[PROBLEM TO WORK ON]:
The line with "Where in the photo below can the limestone" starts the range, and the last line of the listing ends it. Retype that range exactly, without pictures.

[PROVIDED MATERIAL]:

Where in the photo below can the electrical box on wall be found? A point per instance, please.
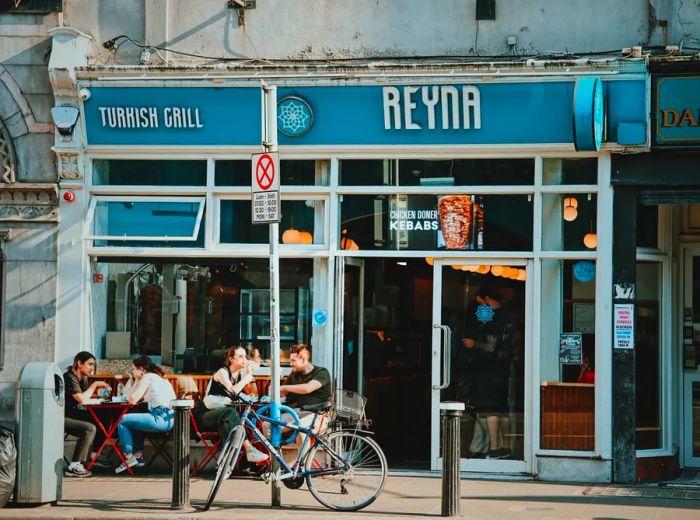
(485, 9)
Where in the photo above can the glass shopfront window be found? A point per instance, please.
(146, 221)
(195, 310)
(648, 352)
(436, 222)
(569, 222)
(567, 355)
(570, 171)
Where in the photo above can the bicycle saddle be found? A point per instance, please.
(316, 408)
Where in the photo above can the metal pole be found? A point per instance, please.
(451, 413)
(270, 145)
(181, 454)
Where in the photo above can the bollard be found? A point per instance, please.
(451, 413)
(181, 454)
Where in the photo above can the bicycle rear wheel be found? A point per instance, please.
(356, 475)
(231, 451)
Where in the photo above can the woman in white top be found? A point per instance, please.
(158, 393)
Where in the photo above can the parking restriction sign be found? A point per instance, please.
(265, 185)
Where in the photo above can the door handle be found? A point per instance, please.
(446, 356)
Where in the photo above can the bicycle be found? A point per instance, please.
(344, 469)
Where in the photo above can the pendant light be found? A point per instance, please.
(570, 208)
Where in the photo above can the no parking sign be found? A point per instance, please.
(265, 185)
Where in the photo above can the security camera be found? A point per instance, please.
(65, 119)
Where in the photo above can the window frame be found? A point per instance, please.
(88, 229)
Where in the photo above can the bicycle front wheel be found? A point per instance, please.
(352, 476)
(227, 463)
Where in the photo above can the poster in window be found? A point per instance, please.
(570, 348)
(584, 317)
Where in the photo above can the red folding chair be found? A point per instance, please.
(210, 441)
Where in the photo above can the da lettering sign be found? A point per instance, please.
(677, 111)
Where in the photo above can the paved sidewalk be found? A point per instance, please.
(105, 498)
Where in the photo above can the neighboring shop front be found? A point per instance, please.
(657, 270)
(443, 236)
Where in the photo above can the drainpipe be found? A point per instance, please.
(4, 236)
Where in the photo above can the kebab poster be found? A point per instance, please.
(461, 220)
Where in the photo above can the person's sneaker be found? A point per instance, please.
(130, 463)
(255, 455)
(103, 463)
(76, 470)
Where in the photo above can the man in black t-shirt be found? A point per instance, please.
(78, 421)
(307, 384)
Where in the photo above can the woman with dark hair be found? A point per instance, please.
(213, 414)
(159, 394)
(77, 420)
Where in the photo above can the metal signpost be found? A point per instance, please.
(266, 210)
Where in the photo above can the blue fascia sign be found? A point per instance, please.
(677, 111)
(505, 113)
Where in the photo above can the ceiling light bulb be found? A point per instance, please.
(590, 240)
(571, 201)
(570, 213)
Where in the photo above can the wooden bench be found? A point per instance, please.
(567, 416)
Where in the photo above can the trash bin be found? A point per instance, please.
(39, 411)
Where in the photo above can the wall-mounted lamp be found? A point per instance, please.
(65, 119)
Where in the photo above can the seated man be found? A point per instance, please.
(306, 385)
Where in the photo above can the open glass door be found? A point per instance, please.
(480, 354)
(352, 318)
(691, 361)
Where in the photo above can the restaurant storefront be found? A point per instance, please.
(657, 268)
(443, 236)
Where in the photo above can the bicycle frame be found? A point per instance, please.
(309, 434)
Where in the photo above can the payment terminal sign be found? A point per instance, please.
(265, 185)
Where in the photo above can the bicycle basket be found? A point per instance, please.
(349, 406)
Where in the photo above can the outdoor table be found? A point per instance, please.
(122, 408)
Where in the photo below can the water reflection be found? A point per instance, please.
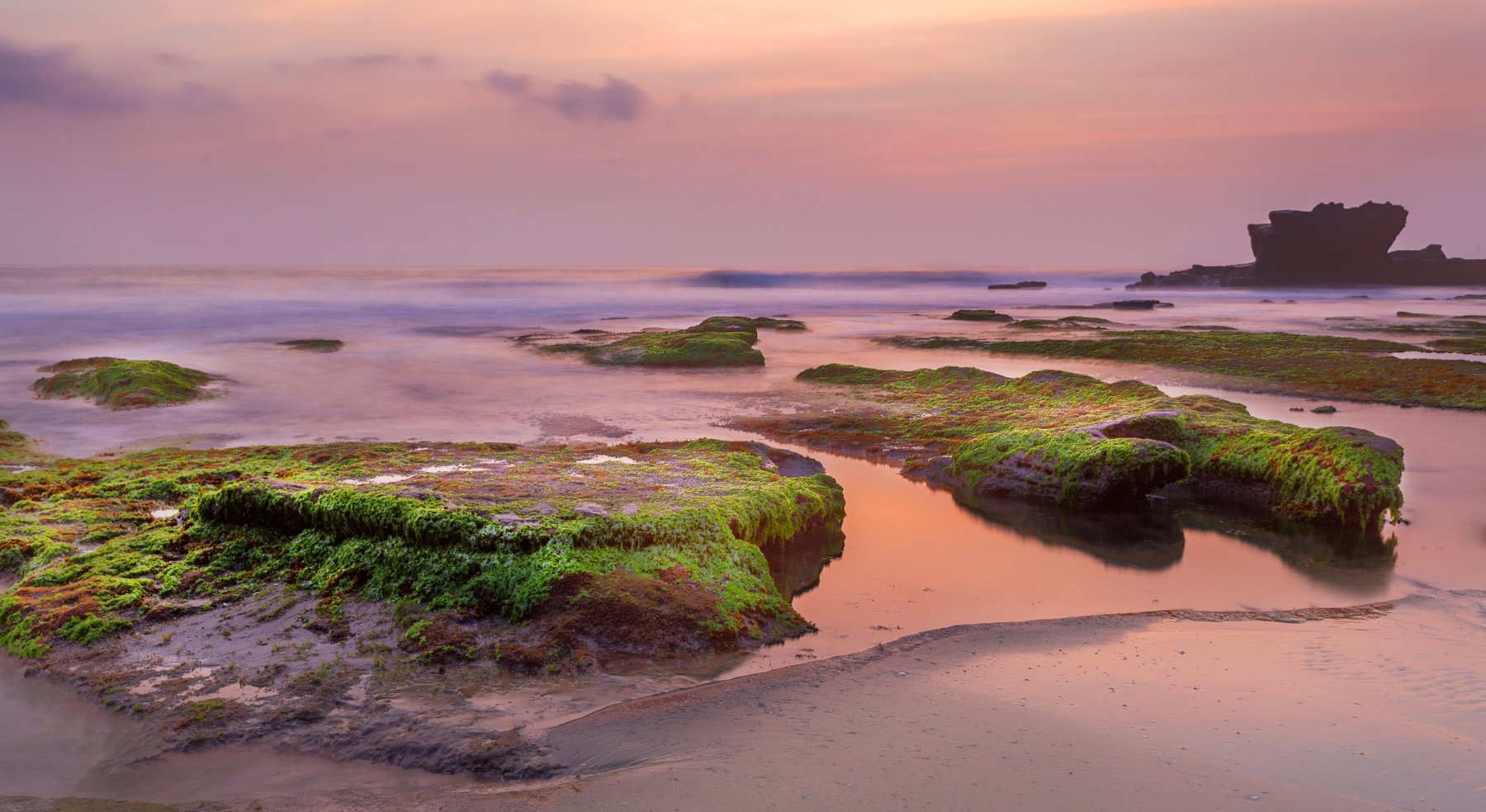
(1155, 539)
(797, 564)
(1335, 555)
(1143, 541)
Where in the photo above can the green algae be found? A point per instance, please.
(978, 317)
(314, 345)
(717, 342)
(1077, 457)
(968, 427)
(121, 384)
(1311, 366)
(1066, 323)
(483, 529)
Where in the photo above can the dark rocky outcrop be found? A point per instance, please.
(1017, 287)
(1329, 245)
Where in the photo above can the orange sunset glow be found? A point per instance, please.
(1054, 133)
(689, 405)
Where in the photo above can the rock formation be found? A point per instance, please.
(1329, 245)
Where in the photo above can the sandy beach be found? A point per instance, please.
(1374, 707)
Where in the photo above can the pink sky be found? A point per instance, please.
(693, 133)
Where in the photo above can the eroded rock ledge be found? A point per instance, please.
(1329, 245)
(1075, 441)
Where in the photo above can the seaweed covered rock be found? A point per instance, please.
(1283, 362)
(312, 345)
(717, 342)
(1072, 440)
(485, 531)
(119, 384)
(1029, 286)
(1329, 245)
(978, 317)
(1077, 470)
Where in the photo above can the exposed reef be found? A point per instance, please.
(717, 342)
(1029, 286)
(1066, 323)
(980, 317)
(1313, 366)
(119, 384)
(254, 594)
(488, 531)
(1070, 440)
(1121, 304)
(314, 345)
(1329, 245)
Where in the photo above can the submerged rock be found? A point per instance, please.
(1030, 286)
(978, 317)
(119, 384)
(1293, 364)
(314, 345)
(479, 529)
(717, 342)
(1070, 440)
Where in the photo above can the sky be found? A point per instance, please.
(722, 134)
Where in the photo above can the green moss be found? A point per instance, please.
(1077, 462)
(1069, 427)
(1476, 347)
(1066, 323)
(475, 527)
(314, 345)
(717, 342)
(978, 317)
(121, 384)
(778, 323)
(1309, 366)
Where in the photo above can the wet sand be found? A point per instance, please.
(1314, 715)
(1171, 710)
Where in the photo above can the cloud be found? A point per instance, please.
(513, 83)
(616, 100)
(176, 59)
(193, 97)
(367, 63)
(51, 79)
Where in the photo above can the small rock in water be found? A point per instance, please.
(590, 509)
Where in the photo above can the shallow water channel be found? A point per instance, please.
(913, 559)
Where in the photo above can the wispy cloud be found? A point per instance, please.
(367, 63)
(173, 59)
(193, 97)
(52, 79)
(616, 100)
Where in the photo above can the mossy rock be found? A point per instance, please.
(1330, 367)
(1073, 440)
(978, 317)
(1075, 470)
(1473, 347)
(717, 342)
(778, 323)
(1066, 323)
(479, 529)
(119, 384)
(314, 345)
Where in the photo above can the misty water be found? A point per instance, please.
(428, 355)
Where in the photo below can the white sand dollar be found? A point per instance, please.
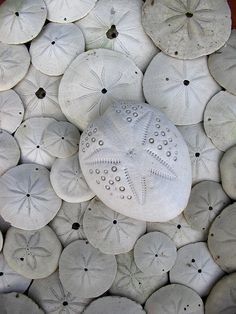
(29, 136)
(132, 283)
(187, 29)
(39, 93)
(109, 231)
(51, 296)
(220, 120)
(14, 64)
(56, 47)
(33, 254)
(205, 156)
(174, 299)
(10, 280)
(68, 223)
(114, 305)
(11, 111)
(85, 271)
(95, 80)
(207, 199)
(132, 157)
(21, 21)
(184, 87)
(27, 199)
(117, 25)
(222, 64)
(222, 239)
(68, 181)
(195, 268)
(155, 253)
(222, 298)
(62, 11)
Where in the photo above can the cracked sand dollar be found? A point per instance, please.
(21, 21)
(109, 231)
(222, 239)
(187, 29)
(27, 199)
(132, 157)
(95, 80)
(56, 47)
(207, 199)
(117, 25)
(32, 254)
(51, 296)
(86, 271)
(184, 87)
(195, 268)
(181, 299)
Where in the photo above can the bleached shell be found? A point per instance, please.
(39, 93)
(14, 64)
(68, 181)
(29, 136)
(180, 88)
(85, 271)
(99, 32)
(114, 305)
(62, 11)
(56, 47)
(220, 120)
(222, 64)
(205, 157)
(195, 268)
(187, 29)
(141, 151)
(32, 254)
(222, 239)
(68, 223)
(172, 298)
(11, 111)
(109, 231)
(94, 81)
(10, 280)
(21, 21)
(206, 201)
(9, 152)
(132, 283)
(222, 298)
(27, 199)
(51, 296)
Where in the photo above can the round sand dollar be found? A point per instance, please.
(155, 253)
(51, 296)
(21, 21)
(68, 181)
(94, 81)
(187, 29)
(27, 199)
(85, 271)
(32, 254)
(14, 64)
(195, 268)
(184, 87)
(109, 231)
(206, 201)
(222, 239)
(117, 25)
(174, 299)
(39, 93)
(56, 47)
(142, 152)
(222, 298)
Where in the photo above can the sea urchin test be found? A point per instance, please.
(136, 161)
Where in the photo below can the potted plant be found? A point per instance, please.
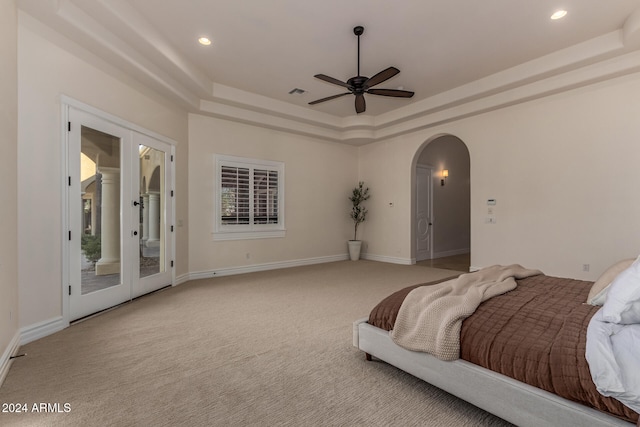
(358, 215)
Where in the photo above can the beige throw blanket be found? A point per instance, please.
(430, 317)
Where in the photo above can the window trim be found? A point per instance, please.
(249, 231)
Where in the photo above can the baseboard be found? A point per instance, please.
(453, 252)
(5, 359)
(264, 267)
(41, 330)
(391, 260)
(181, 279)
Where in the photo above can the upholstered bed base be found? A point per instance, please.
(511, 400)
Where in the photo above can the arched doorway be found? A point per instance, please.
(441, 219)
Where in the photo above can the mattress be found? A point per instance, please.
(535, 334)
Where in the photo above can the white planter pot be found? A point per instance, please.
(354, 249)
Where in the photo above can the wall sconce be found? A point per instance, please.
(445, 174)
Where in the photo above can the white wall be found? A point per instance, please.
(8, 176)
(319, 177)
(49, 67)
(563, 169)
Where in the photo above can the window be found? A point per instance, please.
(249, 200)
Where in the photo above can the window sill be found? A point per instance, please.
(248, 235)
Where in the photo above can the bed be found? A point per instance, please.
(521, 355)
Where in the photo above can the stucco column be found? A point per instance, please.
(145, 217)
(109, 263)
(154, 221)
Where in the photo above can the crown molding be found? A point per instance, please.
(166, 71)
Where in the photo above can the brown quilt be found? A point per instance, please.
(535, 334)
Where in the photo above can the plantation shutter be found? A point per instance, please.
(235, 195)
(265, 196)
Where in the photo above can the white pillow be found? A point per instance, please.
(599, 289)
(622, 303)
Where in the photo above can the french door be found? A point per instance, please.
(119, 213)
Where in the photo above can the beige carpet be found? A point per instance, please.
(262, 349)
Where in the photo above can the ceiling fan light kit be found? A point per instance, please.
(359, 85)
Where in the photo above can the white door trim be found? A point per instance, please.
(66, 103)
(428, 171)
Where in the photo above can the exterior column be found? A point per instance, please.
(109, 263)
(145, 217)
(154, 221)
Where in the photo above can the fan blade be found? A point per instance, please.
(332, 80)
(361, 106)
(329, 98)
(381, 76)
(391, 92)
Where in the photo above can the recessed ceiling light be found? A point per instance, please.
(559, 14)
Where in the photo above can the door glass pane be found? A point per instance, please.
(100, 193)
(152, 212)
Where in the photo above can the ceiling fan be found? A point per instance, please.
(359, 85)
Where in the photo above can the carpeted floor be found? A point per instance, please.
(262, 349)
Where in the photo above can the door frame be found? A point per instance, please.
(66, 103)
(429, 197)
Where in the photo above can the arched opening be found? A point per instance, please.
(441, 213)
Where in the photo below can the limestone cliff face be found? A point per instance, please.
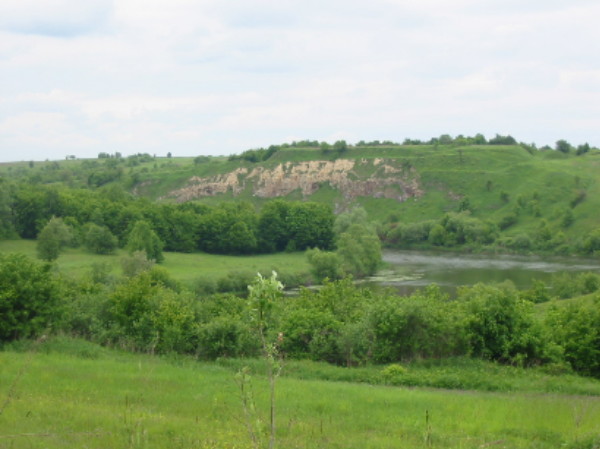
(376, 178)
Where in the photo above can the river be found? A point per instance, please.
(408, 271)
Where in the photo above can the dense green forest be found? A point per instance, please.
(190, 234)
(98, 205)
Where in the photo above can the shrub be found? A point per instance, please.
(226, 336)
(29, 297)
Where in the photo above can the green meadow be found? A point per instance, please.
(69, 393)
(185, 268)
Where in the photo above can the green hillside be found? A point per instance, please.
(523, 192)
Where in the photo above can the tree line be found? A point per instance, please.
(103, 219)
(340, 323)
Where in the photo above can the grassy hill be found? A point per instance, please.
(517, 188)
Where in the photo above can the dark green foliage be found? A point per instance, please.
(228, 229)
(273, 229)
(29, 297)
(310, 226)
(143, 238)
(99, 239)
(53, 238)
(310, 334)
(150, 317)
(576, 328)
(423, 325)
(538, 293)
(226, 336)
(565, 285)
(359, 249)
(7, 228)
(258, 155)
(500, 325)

[RESPONSE TO THIS TASK]:
Where in the photo below can the limestone cliff face be found? A point per instance, please.
(376, 178)
Where in the photo above can the river be found? A point per instance, please.
(408, 271)
Where in the photo above can the dense green forest be found? A point per instance, please.
(190, 234)
(98, 205)
Where in the photo above can the shrub be found? A point per instance, please.
(226, 336)
(29, 297)
Where in the photo above can the green meadow be found? A point per instance, please.
(69, 393)
(185, 268)
Where in the photo above can the green hillside be found? A point per instance, please.
(523, 192)
Where in the photo above can the tree line be found? A point per instance, please.
(103, 219)
(340, 323)
Where in the photo above can the grassy hill be found? A point per instance, please.
(517, 188)
Where in the photo above can the dark green foliage be found? A point per instance, please.
(228, 229)
(273, 229)
(29, 297)
(310, 226)
(143, 238)
(99, 239)
(53, 238)
(310, 334)
(150, 317)
(576, 328)
(423, 325)
(538, 293)
(226, 336)
(565, 285)
(359, 249)
(7, 228)
(258, 155)
(500, 325)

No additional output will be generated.